*** TEXTE À LIRE

Cette métamorphose est à l'origine du
mythe grec du phénix, qui renaît de ses
cendres par le feu qu'il a lui même
généré. La
confession
négative du défunt comportait ce passage « O
toi,
Esprit, qui marches à grandes enjambées Et qui
surgis à Héliopolis, écoute-moi
Je n'ai pas commis d'actions perverses. »
Le phénix était encore
considéré comme le “Seigneur du
Jubilé”, car il était
réputé pour sa
longue
vie. Il naissait et mourrait à Héliopolis, son
cycle de
vie durait 1460 ans,
soit une période séparant l'apparition
conjointe du
soleil et de Sirius (forme
d'Isis) lors du premier jour du calendrier administratif.
Notre
calendrier
Égyptien comporte 365 jours, il débutait avec le
lever
héliaque de l'étoile
Sothis (Sirius, à gauche de la Constellation
d'Orion.),
qui annonçait la proche
crue du Nil en Juillet-Août. Jules César fit
réformer le calendrier lunaire
romain pour adopter celui-ci. Cependant il existait un calendrier des
saisons
et un calendrier sacré qui diffèrent
d'un quart de
jour ; ils ne coïncident
donc que tous les 4 x 365=1460 ans, soit une période
sothiaque.
Certains
scribes déplorèrent ce décalage entre
l'année agricole et l'année
des
administrations. L'année sothiaque
était un
évènement grandiose où les deux
calendriers affichaient le même jour. Celle-ci survint avant
notre ère au début
du règne de Séthi I° et de la
co-régence de
Ramsès II, vers 1221-1317. Ce fut
le retour mythique du Phenix. Un symbole important
nous vient aussi
d'Héliopolis, puisqu'il s'agit
du Scarabée Khépri,
“celui qui sort de la
terre”, en homonymie avec “venir au monde sous une
forme donnée”. Il est censé
sortir d'un excrément, enrobant
l'œuf et la larve, qu'il pousse ensuite.

******
*** LISTE DES LIGNES

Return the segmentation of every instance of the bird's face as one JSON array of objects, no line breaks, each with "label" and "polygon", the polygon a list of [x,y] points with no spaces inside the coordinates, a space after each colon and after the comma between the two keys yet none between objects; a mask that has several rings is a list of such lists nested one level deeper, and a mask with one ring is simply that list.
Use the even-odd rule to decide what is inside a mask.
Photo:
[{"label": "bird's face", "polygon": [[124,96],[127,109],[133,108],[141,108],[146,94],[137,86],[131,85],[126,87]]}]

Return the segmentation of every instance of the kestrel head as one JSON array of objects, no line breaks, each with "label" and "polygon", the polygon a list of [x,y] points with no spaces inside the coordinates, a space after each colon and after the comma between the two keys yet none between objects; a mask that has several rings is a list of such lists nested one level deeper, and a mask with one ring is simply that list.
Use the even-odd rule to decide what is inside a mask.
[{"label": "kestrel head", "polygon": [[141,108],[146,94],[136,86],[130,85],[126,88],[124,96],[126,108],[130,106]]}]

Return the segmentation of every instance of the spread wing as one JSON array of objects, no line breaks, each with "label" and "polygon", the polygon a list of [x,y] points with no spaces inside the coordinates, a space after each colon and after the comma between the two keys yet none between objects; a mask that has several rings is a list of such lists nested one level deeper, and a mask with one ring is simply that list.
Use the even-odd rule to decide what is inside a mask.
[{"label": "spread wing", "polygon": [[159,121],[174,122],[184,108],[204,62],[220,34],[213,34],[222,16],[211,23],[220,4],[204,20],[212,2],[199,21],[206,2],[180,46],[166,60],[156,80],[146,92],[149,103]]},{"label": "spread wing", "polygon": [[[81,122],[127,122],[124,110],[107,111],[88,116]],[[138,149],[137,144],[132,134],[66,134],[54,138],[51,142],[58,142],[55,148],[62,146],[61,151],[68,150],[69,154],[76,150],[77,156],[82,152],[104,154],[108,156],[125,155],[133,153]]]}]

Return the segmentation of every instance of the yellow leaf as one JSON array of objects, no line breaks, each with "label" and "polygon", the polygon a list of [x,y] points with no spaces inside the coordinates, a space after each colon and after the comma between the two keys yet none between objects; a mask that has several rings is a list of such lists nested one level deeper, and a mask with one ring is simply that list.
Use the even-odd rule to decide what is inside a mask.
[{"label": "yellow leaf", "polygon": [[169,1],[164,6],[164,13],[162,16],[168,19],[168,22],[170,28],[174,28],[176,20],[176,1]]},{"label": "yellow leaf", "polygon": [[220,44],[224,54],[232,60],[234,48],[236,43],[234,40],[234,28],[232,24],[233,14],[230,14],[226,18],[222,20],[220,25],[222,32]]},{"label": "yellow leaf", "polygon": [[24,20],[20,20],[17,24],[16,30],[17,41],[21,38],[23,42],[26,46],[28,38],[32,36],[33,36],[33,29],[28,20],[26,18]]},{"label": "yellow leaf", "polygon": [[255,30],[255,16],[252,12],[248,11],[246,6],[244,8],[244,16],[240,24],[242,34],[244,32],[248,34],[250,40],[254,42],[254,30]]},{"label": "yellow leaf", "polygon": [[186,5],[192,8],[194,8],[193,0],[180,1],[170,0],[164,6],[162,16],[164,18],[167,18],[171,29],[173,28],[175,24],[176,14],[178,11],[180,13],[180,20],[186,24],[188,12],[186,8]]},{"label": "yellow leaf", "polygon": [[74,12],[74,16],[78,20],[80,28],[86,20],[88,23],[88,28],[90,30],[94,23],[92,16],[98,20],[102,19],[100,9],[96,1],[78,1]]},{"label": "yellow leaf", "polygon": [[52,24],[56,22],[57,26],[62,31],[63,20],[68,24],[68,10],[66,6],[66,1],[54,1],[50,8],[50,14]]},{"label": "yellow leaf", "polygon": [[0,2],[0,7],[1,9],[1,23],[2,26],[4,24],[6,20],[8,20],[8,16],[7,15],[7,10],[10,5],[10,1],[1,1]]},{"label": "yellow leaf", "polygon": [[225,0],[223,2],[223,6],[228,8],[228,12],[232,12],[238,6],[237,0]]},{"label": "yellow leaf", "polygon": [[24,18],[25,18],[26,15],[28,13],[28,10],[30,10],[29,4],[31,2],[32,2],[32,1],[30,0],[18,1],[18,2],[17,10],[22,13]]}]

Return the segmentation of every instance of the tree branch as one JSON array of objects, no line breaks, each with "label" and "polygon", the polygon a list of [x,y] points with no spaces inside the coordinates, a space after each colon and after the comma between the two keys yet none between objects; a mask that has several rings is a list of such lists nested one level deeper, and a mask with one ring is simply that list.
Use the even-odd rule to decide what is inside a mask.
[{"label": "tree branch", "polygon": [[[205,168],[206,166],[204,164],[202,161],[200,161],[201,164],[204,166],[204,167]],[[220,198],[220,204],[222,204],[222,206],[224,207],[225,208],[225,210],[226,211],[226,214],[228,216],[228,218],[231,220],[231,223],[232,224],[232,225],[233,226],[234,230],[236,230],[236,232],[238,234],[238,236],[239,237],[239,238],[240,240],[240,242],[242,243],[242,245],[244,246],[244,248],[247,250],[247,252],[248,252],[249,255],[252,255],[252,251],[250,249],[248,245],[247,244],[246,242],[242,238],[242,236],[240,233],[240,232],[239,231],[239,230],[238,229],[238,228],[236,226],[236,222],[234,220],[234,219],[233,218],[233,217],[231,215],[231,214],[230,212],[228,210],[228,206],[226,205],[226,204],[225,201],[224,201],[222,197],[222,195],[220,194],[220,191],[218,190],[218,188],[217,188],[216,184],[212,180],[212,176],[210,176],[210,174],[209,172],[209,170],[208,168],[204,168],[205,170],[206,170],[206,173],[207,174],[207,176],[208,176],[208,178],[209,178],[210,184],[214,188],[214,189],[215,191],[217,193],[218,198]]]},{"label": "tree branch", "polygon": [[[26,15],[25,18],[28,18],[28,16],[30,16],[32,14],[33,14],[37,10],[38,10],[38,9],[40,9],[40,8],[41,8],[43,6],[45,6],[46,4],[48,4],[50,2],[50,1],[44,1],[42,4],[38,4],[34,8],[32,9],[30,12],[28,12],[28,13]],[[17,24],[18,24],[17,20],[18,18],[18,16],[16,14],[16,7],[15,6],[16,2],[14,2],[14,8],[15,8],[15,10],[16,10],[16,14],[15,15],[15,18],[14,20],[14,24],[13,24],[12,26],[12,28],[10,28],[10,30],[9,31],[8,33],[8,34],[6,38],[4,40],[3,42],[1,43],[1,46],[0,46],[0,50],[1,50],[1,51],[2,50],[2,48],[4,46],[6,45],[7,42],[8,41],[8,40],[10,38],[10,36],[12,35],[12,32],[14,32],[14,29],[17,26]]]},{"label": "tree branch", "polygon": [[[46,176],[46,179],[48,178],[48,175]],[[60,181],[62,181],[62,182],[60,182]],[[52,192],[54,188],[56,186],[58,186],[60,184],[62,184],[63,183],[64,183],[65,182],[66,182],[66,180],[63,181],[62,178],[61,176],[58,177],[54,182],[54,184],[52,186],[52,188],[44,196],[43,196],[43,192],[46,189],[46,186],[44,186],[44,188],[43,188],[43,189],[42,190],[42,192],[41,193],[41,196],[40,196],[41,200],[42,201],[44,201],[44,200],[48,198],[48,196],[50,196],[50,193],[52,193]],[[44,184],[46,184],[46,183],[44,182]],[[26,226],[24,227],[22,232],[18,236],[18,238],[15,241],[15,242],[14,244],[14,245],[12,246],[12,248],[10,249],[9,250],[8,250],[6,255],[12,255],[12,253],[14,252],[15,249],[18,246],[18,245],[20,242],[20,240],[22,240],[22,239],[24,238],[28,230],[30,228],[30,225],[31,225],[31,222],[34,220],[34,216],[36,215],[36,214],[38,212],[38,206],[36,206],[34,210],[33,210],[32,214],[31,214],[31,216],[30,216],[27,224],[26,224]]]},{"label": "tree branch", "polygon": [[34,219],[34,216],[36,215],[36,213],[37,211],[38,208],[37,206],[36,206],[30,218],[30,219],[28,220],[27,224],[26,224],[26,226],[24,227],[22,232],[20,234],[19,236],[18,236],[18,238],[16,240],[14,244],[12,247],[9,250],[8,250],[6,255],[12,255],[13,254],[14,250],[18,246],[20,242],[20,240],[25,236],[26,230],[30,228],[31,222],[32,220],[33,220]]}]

******
*** LISTE DES LIGNES

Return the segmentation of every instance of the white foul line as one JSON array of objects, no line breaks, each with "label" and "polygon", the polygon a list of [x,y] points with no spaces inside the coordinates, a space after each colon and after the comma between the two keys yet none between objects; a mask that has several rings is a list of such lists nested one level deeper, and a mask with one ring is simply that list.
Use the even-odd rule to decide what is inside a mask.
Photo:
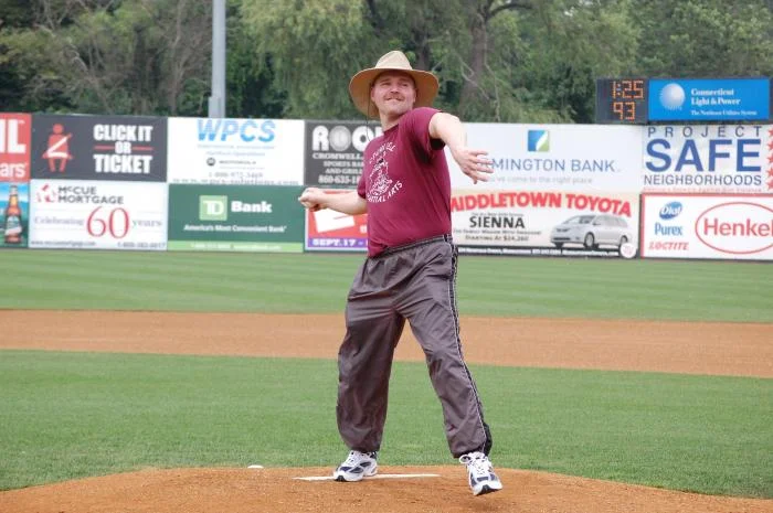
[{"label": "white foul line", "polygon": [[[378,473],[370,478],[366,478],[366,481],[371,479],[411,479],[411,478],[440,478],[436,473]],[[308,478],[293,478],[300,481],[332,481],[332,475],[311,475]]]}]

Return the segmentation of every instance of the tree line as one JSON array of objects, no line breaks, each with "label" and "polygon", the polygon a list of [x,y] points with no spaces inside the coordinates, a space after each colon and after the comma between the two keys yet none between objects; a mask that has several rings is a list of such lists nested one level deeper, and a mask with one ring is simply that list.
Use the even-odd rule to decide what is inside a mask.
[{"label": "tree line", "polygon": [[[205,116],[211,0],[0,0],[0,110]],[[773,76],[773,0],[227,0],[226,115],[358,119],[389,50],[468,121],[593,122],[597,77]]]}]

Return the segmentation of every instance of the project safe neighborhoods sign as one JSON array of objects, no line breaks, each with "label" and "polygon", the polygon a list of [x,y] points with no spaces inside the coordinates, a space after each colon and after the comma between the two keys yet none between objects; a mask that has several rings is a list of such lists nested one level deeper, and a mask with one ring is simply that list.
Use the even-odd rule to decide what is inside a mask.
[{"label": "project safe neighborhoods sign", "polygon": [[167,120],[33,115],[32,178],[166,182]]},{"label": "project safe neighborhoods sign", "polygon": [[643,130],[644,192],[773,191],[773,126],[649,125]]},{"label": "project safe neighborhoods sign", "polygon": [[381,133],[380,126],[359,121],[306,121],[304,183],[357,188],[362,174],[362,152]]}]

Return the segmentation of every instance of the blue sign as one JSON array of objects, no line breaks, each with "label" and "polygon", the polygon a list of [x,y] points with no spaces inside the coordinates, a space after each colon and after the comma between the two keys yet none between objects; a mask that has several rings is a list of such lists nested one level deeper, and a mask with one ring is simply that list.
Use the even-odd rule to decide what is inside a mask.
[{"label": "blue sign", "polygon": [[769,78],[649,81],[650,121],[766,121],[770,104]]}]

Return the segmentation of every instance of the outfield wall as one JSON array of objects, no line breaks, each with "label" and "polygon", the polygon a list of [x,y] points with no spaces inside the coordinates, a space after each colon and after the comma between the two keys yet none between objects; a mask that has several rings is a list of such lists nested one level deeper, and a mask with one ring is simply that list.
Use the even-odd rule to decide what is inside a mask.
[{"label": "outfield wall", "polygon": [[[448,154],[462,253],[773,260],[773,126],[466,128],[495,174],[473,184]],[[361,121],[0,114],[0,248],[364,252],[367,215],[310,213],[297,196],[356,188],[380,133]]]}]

******

### CONSIGNE
Recopiez fidèlement le passage du texte sur le phénix compris entre « Le phénix était » et « du calendrier administratif. », ces deux bornes incluses.

### RÉSULTAT
Le phénix était encore
considéré comme le “Seigneur du
Jubilé”, car il était
réputé pour sa
longue
vie. Il naissait et mourrait à Héliopolis, son
cycle de
vie durait 1460 ans,
soit une période séparant l'apparition
conjointe du
soleil et de Sirius (forme
d'Isis) lors du premier jour du calendrier administratif.